◆ Supplied text ◆
········

Exactly how many two bedroom apartments would you need to add to bring average two bedroom rents down to $1,200/mo in Vancouver? This is a tricky (and worthy) question to answer. It would require knowing the shape of the demand curve (made up by knowing how many apartments would be rented at each rent from, say $1/mo to $1 million/mo). It would be difficult to figure this out, even if we could ask everyone in Vancouver what rent they’d be willing to pay for a two bedroom apartment. Why? Two reasons: 1) at lower rent points, some people might be willing to pay for multiple two bedroom apartments (rich people do all kinds of odd things, and when we use price as our metric, the whims of the wealthy matter more than the needs of the poor); 2) we should almost certainly assume that there are a lot of people living outside of Vancouver (including former residents) who would love to move here if they could find a two bedroom apartment for $1,200/mo. They only get a vote in how much housing gets built through their influence on the demand curve. Otherwise they don’t get heard at all. So it’s difficult to tell just how many two bedroom apartments we would need to add to bring Metro Vancouver rents down to $1,200/mo.

Another way to set a metric is to set an ideal vacancy rate instead of a specific rent. Vacancy rate targeting was explicitly mentioned by several candidates in the last City of Vancouver civic election. Inflation-adjusted rents tend to fall when vacancy rates rise above 3%. Setting a vacancy rate target of 4% or 5% will work to deflate rents.

In general, if your goal in asking if a place has enough housing is to preserve the affordability of market housing, then prices (or rental vacancy rates) should be your metric. If prices are higher (or lower) then you want them to be, then you should work to add to (or reduce) the supply of housing accordingly.

But how do we add to the supply of housing? Generally the most important way to add supply is to build more housing. It’s what builders do. But it’s worth noting that if they want to build more housing, builders get stuck in the middle of even more demand and supply curves. Labour, materials, and (most variably) land all influence the costs of constructing new housing. Just like buyers and sellers in the housing market, builders also watch price signals, and they tend to build when they think they can sell the housing they construct for a significantly higher price than they pay to purchase labour, materials, and land, with the difference equal to profit. The Minimum Profitable Production Cost (MPPC), or the minimum cost to bring a new unit to market, sets a hard cap on when builders have any incentive at all to try and add housing. As a result, it also provides a lower bound on the price of new market housing. And this minimum cost rises as density increases and construction becomes more involved and expensive (the minimum profitable production cost of new rental housing in Vancouver is currently too high for market developers to offer new two bedroom apartments at $1,200 market rents). Not surprisingly, holding other characteristics constant, new housing always tends to be more expensive than old housing. As a result, when you compare new housing to old housing, it might seem like new housing is doing nothing at all to bring down prices. But when you consider that building new housing is the primary way of adding more dwellings to the market overall then you get how new housing might “soak up” some of the demand in a given market, thereby lowering the prices of older housing from where they’d otherwise be and bringing down prices overall. Of course, building new housing only adds to the total housing market to the extent that you build more new housing than you demolish, a point to which we’ll return below.

········

◆ Supplied information ◆
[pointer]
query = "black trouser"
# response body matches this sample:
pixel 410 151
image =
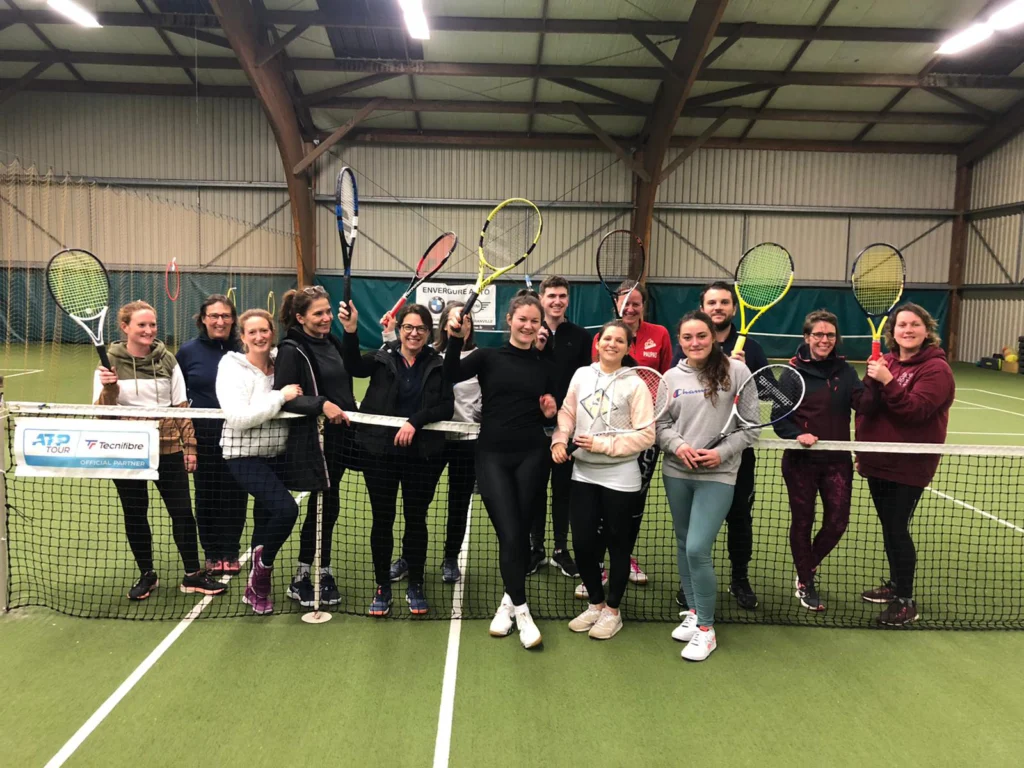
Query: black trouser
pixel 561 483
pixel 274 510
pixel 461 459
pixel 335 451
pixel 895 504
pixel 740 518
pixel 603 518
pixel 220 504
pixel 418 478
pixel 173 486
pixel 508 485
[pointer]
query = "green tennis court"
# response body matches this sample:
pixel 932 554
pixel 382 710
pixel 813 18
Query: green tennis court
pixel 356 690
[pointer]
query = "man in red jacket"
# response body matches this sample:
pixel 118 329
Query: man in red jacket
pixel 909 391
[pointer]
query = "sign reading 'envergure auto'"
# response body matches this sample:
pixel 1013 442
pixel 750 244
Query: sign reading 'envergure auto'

········

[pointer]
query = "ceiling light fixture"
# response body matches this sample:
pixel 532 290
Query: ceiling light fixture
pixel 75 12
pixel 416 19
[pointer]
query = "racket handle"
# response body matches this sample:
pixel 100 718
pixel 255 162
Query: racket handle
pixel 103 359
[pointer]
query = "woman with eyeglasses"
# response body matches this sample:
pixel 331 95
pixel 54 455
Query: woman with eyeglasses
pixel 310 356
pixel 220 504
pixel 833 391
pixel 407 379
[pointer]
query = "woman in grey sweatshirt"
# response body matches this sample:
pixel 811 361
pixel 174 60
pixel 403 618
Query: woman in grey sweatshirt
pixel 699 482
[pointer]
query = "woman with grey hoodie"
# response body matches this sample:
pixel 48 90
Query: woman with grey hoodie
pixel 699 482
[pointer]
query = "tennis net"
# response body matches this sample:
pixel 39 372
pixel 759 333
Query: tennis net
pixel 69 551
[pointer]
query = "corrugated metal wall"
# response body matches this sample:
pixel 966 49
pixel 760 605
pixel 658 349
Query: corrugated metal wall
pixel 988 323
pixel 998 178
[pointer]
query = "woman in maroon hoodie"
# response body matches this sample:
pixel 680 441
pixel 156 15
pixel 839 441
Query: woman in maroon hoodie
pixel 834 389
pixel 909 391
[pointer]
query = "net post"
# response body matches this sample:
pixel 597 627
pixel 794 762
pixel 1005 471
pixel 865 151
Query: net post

········

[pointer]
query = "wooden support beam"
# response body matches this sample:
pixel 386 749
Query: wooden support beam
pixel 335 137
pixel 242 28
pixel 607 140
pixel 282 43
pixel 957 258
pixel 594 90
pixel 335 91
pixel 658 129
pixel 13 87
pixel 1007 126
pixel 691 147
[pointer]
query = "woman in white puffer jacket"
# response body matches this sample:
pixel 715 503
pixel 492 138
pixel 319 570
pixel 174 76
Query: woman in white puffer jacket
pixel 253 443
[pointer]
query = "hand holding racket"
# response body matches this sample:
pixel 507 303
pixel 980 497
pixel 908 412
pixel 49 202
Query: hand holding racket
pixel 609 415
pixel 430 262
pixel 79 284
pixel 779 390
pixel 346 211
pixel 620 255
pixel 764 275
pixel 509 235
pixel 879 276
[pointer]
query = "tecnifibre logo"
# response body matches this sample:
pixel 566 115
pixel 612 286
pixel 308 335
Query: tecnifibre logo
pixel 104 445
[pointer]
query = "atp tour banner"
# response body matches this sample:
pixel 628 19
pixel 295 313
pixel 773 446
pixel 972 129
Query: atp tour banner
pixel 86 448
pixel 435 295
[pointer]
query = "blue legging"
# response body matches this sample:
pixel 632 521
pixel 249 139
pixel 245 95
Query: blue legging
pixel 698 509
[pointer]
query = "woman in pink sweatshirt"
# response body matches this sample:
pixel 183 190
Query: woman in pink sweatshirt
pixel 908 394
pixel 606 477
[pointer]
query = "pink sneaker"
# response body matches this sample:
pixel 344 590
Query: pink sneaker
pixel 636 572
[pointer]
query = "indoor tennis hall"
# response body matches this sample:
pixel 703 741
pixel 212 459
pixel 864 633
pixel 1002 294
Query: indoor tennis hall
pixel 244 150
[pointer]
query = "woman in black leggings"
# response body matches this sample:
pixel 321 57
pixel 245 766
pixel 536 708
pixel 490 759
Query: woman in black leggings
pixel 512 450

········

◆ Work to be completed ◆
Reproduce the text on Vancouver housing word for word, starting at "Another way to" and going up to and including "to deflate rents.". The material comes from a separate source unrelated to the text on Vancouver housing.

◆ Answer to this exercise ◆
Another way to set a metric is to set an ideal vacancy rate instead of a specific rent. Vacancy rate targeting was explicitly mentioned by several candidates in the last City of Vancouver civic election. Inflation-adjusted rents tend to fall when vacancy rates rise above 3%. Setting a vacancy rate target of 4% or 5% will work to deflate rents.